Jan Mark's books are different, interesting, long enough to flesh out characters and environment. In Useful Idiots we have the skeleton of a man discovered on a beach in the RDI - Rhinish Delta Islands (or what's left of GB after Global Warming, civil war and the great virus have had their way with it - no wonder the Flemings liked her books). A conspiracy is unearthed along with the body, and the book's protagonist, archaeologist Merrick Korda, experiences various life-threatening trials to keep us interested until we get to the ending and then it's as if Ms Mark couldn't care. She got bored, contracted writers block, or maybe the tax man was hammering at the door and her publisher was demanding the final copy. Either way, this book does not justify the time invested in reaching its conclusion. Read it, if you must, just don't read the final chapter. It's not about comfort - as any regular re-reader of the Silmarillion will tell you - only I find little point to reading this book considering the brief, shallow ending tacked on the back.

Eclipse of the Century is another case in point. It ambles about for a while, draws us in, fools us about the Sturyat, then peters out like a damp squib. There's a quotation from Philip Pullman on the front cover: `Read it and be amazed'. At what? I suspect Mr Pullman was reading a different book. Perhaps one of his own tiresome progeny.

**Activity:** Reproduce the review of Jan Mark's books above word for word, with nothing changed.

**Data excerpts:**
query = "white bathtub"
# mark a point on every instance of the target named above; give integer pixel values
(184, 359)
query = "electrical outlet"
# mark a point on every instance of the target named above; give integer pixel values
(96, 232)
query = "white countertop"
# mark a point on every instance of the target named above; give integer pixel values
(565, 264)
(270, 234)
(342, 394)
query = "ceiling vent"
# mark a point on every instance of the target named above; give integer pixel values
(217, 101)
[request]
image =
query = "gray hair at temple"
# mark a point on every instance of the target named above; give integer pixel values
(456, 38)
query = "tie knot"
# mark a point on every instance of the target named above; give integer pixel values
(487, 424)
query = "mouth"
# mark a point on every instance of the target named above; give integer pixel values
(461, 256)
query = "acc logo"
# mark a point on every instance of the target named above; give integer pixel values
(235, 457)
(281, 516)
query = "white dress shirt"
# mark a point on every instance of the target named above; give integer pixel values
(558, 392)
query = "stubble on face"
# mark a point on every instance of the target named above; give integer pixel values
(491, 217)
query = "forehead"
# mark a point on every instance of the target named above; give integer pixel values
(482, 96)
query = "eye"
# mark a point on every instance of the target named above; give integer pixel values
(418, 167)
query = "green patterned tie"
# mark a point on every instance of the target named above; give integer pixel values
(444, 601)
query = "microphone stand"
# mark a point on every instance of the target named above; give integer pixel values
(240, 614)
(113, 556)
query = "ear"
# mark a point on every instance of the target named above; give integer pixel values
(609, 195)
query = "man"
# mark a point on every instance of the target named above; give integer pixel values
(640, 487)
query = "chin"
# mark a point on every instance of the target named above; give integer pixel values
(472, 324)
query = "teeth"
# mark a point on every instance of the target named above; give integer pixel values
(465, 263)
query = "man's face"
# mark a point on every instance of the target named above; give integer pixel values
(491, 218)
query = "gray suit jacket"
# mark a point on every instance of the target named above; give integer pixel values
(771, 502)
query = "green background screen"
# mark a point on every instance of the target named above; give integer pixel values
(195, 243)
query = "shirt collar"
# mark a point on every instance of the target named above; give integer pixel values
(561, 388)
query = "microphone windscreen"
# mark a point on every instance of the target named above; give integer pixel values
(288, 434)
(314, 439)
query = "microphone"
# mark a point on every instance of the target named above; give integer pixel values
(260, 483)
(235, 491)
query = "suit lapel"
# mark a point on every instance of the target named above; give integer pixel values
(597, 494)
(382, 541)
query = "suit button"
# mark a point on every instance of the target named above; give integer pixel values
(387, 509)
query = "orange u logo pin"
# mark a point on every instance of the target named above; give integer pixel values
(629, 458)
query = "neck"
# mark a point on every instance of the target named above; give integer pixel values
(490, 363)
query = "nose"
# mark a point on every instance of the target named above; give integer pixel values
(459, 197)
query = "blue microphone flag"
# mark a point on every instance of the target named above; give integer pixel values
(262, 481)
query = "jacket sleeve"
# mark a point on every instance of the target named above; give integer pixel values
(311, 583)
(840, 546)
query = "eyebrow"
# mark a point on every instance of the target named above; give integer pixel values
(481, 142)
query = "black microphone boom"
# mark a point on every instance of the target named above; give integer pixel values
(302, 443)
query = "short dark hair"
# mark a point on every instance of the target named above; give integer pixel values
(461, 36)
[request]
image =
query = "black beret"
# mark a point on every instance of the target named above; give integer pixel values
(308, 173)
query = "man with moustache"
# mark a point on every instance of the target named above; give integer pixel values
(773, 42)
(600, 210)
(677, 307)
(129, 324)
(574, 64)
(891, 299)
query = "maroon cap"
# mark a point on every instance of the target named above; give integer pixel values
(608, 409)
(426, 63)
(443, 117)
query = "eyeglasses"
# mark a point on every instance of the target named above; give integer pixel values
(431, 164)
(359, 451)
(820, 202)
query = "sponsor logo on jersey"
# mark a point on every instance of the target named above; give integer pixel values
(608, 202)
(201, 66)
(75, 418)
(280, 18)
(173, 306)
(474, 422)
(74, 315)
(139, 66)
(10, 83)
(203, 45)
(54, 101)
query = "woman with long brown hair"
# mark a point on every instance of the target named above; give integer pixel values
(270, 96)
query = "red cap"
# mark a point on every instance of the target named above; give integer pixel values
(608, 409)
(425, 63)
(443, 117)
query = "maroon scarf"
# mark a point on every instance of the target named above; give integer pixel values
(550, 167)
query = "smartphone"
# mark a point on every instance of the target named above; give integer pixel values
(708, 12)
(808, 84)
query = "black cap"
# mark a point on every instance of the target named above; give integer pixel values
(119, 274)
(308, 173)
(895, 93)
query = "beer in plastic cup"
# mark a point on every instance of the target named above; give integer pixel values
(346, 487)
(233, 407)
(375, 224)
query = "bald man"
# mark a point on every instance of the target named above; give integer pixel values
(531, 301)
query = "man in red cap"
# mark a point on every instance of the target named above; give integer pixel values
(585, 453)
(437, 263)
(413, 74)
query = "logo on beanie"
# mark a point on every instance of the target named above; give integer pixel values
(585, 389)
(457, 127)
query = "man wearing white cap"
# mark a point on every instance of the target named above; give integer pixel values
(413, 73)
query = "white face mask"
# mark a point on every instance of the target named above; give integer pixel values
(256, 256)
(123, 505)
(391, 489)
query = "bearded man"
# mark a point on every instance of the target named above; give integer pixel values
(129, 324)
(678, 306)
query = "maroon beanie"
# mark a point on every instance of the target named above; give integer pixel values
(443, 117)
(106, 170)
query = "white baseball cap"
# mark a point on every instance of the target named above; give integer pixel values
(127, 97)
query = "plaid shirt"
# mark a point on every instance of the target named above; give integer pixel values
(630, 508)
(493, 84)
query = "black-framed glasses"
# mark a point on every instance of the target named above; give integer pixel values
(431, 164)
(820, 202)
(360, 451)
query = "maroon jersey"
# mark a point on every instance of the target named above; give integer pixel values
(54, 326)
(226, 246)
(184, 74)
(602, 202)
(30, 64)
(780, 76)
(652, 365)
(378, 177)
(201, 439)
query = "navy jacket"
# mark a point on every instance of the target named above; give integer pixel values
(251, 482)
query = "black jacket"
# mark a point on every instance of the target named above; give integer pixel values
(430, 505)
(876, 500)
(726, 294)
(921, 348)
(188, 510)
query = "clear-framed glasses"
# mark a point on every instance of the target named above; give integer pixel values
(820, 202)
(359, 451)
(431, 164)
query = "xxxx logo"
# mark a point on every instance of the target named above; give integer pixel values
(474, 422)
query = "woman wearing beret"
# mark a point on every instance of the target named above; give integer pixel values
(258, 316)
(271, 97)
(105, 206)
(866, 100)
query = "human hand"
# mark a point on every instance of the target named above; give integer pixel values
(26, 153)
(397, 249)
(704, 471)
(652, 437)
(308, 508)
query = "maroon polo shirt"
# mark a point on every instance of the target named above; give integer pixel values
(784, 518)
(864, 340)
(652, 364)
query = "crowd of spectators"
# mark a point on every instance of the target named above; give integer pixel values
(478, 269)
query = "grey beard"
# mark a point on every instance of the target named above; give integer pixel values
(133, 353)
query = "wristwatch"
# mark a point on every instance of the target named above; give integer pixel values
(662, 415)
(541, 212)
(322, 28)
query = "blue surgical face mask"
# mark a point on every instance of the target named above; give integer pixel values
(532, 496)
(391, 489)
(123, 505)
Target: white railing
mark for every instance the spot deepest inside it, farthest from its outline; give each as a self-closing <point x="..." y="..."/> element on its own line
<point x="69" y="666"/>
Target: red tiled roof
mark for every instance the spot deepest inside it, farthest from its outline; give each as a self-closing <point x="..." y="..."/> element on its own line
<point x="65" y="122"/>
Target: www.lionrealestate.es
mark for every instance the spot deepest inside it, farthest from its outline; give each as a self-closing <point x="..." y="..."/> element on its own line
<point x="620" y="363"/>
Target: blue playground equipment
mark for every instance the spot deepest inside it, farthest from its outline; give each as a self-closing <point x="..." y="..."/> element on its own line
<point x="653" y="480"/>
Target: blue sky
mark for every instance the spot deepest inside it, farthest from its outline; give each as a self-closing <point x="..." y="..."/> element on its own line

**Exercise solution:**
Jan Mark's books are different, interesting, long enough to flesh out characters and environment. In Useful Idiots we have the skeleton of a man discovered on a beach in the RDI - Rhinish Delta Islands (or what's left of GB after Global Warming, civil war and the great virus have had their way with it - no wonder the Flemings liked her books). A conspiracy is unearthed along with the body, and the book's protagonist, archaeologist Merrick Korda, experiences various life-threatening trials to keep us interested until we get to the ending and then it's as if Ms Mark couldn't care. She got bored, contracted writers block, or maybe the tax man was hammering at the door and her publisher was demanding the final copy. Either way, this book does not justify the time invested in reaching its conclusion. Read it, if you must, just don't read the final chapter. It's not about comfort - as any regular re-reader of the Silmarillion will tell you - only I find little point to reading this book considering the brief, shallow ending tacked on the back.

Eclipse of the Century is another case in point. It ambles about for a while, draws us in, fools us about the Sturyat, then peters out like a damp squib. There's a quotation from Philip Pullman on the front cover: `Read it and be amazed'. At what? I suspect Mr Pullman was reading a different book. Perhaps one of his own tiresome progeny.